◆ Activities ◆
**a.** From the mission letter, pull out word for word the passage that opens with "And that's how" and closes with "to the clinic.".
**b.** According to the mission letter, how long were the missions that the Sons of Mosiah served?
**c.** Carry on the mission letter from its last line.

Very weird experience to have come over me that I had that much love for someone I just met. I know that the work I am doing will change peoples life, but it's not because of me or my abilities for I am nothing with out the power of God. One of my favorite scriptures right now in the Book of Mormon is when Ammon. He is a missionary who before wasn't so great he ran around with his friends called the Sons of Mosiah and tried to destroy the church well they saw an angel and were quickly changed and started believing in God. They felt so awful that they lead so many people away that they all served 14 year missions (2 is enough for me:) ) and after the 14 years they all met eachother again and Ammon told all his great stories about cutting off peoples arms, chasing sheep, being cast into prison, and baptizing many. Well one of his friends says "I think your boasting" and Ammon responds. which is the scripture that is my favorite ;) (sorry for the Bad introduction hope it helped)
I boast not of my strength, for I am nothing but I boast of my God because through him I can do all things.
And that's how I feel and I love it.
quick story on how i broke my leg for those who aren't in the loop!
I was playing Volleyball during Gym and got a little cocky after I blocked Elder Dennis (The New Zealander) when he told me to "DO IT AGAIN EWWWLLDER " So as I went up to block him again I came down and landed on my ankle sideways, while Elder Daily (Quite a Big Elder) landed on top. and before I knew it I was on the ground and the nurse came over immediantly and was like" want to ice it?"
And I replied "Eh I mean I guess if you want to it doesn't really hurt"
"it will make it feel better"
I said "Okay sure let's do that" and I walked over to the clinic.
I say about 4 minutes after icing it I couldn't walk on it again haha.

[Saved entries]
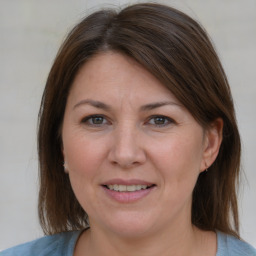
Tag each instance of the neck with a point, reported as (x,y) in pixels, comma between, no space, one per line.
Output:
(177,241)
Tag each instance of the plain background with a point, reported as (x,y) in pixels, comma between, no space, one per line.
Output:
(31,32)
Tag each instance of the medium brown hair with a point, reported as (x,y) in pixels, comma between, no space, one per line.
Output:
(177,51)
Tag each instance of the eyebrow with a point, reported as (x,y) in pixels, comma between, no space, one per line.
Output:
(147,107)
(94,103)
(155,105)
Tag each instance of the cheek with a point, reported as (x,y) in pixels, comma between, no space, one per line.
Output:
(83,155)
(178,161)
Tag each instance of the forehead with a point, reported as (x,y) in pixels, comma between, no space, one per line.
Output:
(110,73)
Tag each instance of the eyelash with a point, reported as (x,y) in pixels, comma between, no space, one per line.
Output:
(89,120)
(167,120)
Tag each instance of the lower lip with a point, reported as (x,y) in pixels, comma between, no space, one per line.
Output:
(128,197)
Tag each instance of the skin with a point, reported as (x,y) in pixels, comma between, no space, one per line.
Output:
(161,144)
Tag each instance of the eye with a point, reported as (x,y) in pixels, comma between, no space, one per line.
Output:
(95,120)
(160,121)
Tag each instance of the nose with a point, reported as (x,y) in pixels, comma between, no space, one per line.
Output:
(127,150)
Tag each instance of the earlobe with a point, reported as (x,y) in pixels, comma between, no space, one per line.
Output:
(212,143)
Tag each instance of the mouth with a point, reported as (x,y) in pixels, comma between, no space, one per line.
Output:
(130,191)
(128,188)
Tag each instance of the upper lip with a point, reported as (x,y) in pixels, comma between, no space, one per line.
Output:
(128,182)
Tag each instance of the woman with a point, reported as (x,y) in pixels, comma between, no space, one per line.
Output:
(138,144)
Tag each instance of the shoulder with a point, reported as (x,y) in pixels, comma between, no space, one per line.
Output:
(55,245)
(229,245)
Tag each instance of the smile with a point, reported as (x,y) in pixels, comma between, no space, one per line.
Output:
(127,188)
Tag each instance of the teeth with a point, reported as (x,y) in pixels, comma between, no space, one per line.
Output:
(124,188)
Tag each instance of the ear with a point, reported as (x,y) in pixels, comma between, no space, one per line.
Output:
(212,142)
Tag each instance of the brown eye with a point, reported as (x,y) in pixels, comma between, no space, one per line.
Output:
(94,120)
(160,121)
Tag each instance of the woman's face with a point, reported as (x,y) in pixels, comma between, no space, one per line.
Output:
(133,152)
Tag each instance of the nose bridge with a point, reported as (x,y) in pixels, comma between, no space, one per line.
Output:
(126,149)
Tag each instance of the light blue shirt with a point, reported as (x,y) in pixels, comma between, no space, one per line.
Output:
(64,244)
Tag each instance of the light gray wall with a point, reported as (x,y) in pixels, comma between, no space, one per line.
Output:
(31,32)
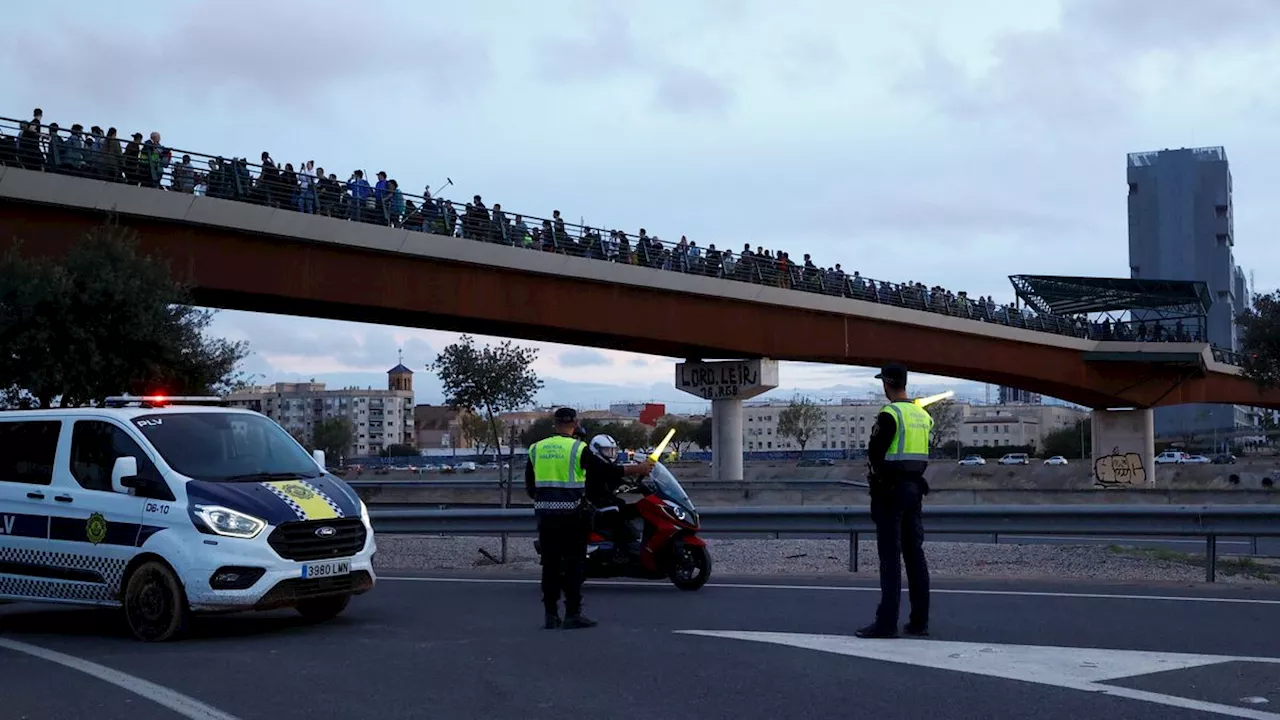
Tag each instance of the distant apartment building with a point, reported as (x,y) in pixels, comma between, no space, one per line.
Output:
(1182,227)
(995,431)
(1014,396)
(379,418)
(644,413)
(849,425)
(437,427)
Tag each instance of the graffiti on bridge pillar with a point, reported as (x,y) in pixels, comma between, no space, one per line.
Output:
(1119,469)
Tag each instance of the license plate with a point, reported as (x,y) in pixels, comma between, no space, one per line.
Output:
(327,569)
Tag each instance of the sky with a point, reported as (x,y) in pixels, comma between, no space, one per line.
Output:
(951,144)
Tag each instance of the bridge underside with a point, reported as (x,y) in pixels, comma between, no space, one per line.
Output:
(234,269)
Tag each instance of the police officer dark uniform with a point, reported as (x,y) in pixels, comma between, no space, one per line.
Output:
(897,455)
(556,478)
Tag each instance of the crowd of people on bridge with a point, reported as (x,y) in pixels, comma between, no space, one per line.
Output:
(309,188)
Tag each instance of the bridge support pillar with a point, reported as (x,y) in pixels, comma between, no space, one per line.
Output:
(1124,447)
(727,440)
(726,384)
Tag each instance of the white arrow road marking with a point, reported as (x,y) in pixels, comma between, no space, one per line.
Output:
(183,705)
(1075,668)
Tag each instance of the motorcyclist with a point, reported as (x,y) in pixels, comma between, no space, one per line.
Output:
(609,506)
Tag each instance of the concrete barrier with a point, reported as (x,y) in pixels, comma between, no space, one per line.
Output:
(944,474)
(748,495)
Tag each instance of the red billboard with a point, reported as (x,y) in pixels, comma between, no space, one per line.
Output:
(652,413)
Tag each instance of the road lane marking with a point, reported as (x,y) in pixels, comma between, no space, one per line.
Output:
(182,705)
(1120,541)
(1074,668)
(854,588)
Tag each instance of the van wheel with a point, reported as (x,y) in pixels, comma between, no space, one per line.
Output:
(321,609)
(155,604)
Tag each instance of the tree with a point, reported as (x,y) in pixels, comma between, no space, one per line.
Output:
(1261,340)
(1066,441)
(539,429)
(801,420)
(334,437)
(684,437)
(947,418)
(480,433)
(105,320)
(490,381)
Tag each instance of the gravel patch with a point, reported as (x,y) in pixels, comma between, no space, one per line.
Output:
(831,556)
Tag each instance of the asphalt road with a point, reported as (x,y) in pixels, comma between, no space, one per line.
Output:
(461,647)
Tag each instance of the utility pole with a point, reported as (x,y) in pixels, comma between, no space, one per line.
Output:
(511,481)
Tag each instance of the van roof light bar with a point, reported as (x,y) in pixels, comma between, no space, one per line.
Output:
(161,400)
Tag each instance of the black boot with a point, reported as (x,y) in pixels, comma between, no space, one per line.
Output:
(917,629)
(576,620)
(877,630)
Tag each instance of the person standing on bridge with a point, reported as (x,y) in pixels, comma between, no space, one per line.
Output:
(556,478)
(897,455)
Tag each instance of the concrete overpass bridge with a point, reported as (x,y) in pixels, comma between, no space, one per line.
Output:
(247,256)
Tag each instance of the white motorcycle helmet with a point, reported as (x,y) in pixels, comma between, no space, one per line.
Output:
(604,447)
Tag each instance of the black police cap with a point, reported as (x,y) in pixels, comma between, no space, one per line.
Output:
(894,373)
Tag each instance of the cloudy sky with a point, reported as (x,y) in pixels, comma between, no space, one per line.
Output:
(946,142)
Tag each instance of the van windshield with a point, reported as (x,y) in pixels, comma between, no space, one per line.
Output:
(225,446)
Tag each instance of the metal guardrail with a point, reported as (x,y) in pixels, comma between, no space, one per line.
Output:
(359,200)
(1208,522)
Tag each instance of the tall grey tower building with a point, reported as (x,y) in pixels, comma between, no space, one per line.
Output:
(1182,228)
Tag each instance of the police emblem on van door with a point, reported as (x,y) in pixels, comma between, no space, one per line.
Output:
(96,528)
(298,491)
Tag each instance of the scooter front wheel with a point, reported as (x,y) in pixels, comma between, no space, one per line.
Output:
(690,566)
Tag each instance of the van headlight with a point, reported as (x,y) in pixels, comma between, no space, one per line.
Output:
(227,522)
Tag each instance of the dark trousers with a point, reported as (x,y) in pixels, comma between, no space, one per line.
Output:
(563,542)
(900,532)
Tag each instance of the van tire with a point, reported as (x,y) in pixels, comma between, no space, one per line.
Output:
(320,609)
(155,604)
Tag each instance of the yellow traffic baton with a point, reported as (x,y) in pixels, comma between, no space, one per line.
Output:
(657,451)
(932,399)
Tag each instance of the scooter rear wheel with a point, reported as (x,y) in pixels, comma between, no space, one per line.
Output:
(690,568)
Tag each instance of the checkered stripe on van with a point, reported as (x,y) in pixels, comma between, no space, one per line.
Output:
(284,496)
(325,497)
(109,568)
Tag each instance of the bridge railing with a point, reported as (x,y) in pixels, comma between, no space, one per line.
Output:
(1207,522)
(265,183)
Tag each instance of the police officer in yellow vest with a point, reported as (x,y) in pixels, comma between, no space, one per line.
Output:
(556,477)
(897,455)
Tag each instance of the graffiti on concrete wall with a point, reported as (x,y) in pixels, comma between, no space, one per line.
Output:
(1119,469)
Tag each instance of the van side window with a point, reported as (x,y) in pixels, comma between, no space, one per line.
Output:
(95,446)
(27,451)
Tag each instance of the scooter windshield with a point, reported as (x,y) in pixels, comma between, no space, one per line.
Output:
(670,488)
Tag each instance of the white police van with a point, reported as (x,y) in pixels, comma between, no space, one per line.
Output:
(165,507)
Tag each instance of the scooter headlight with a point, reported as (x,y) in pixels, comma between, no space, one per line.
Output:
(680,513)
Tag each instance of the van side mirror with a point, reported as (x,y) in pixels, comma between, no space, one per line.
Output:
(124,474)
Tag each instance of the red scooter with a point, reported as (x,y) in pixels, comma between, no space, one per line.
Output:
(668,547)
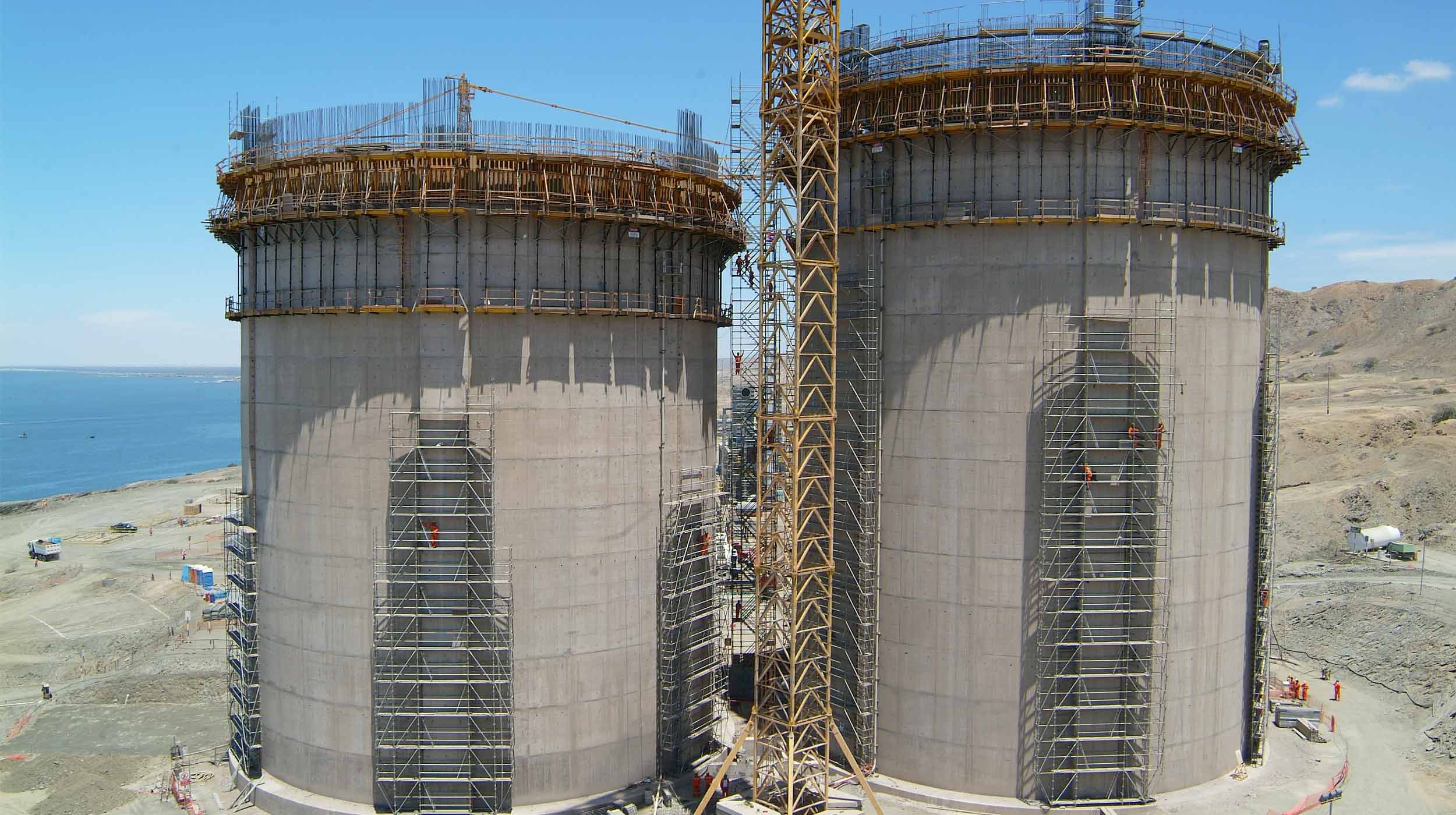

◆ Answers given ◆
**a.**
And that's how I feel and I love it.
quick story on how i broke my leg for those who aren't in the loop!
I was playing Volleyball during Gym and got a little cocky after I blocked Elder Dennis (The New Zealander) when he told me to "DO IT AGAIN EWWWLLDER " So as I went up to block him again I came down and landed on my ankle sideways, while Elder Daily (Quite a Big Elder) landed on top. and before I knew it I was on the ground and the nurse came over immediantly and was like" want to ice it?"
And I replied "Eh I mean I guess if you want to it doesn't really hurt"
"it will make it feel better"
I said "Okay sure let's do that" and I walked over to the clinic.

**b.** They served 14-year missions.

**c.**
We have an amazing opportunity, remember when we were in Utah and I wanted to visit the open house of the Oquirrh Mountain Temple, well next Sunday they are dedicating it. And they are letting the MTC participate. I don't really know much what we do all I know is that we get to say "Hosannah! Hosannah! Hosannah" and wave white hankerchiefs its like tradition to say? and Hosannah is a hebrew praise for God or something. Haha apparently it's a big deal so I'm kind of excited maybe you can ask the Rodgers and feel me in on what these crazy mormons believe!
But in all seriousness thank you so much for the packages this week! the caleunder <-- I forget how to spell english was amazing! I really enjoy it and so were the snacks! I miss you all and love you very much! I hope the house renovations are going well and everyone is doing well. Oh and tell Kiki that I ALMOST forgive her for pooping in my room so many times from the letters she sent.
Send some letters my way this week so I know how everyone is I love you all. Thanks for everything you have done for me in my life- I mean it.
May Pinica-Paamilya Ako!
P.S. How is Aunt Saundy I had a dream about her the other night and felt impressed to ask.